[Natural language region descriptions]

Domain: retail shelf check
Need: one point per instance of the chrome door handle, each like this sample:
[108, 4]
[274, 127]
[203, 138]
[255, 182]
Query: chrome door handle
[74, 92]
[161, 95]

ABOUT THIS TASK
Please restate every record shown above, word for word.

OUTPUT OF THE EXERCISE
Domain: retail shelf check
Need: one point per instance of the chrome door handle, each like this sample:
[108, 4]
[274, 127]
[203, 138]
[255, 182]
Query: chrome door handle
[74, 92]
[161, 95]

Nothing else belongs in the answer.